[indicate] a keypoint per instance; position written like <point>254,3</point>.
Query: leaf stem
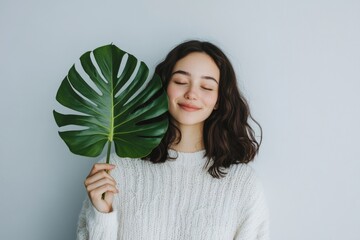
<point>107,162</point>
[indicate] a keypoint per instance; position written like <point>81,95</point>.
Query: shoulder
<point>248,180</point>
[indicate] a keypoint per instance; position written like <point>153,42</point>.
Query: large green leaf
<point>111,113</point>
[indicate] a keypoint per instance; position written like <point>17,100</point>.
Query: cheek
<point>211,99</point>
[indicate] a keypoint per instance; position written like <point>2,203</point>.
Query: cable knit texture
<point>179,200</point>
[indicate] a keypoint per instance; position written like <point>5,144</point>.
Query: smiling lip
<point>188,107</point>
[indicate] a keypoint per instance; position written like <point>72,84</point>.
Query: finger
<point>101,166</point>
<point>97,192</point>
<point>96,177</point>
<point>99,183</point>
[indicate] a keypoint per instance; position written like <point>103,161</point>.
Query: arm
<point>255,220</point>
<point>98,219</point>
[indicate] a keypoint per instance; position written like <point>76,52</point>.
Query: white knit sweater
<point>179,200</point>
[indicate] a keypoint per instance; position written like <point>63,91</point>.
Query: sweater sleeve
<point>94,225</point>
<point>254,224</point>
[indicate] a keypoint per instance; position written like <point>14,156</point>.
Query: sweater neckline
<point>188,158</point>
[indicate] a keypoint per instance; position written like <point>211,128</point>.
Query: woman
<point>181,190</point>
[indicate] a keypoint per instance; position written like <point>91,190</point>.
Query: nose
<point>190,94</point>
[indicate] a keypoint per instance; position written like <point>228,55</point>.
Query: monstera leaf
<point>109,106</point>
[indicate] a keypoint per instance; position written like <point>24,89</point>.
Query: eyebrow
<point>189,75</point>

★ ★ ★

◆ TASK REQUIREMENTS:
Please format the data above as a numbered list, one line per item, leaving out blank lines and any pictures.

◆ REPLY:
1. [indicate] a keypoint per instance; position written like <point>254,3</point>.
2. Query: leaf stem
3. <point>107,162</point>
4. [indicate] a keypoint per instance; position written like <point>81,95</point>.
5. Query: shoulder
6. <point>248,180</point>
7. [indicate] a keypoint per instance; position written like <point>153,42</point>.
8. Query: large green leaf
9. <point>111,113</point>
10. [indicate] a keypoint per instance; position written like <point>17,100</point>.
11. Query: cheek
12. <point>211,99</point>
13. [indicate] a keypoint per instance; position written like <point>2,203</point>.
14. Query: cable knit texture
15. <point>179,200</point>
16. [indicate] a keypoint per instance; position written like <point>5,144</point>.
17. Query: smiling lip
18. <point>188,107</point>
19. [indicate] a keypoint per instance; position written like <point>72,84</point>.
20. Query: finger
21. <point>101,166</point>
22. <point>97,192</point>
23. <point>96,177</point>
24. <point>99,183</point>
25. [indicate] a keypoint per instance; position written like <point>103,161</point>.
26. Query: arm
27. <point>255,220</point>
28. <point>98,219</point>
29. [indicate] a keypoint per instance; position written like <point>76,52</point>.
30. Query: white knit sweater
31. <point>179,200</point>
32. [indicate] a keypoint per instance; position written like <point>63,91</point>.
33. Query: sweater sleeve
34. <point>94,225</point>
35. <point>254,224</point>
36. [indicate] a keypoint per instance; position written like <point>14,156</point>.
37. Query: sweater neckline
38. <point>188,158</point>
39. [indicate] a keypoint per instance; position written like <point>211,128</point>.
40. Query: woman
41. <point>181,190</point>
42. [indicate] a keypoint per instance; position written like <point>91,190</point>.
43. Query: nose
44. <point>190,94</point>
45. [indicate] a keypoint per instance; position written like <point>228,55</point>.
46. Query: monstera leaf
47. <point>109,106</point>
48. [indicate] a keypoint per instance; position written like <point>24,89</point>.
49. Query: eyebrow
50. <point>189,75</point>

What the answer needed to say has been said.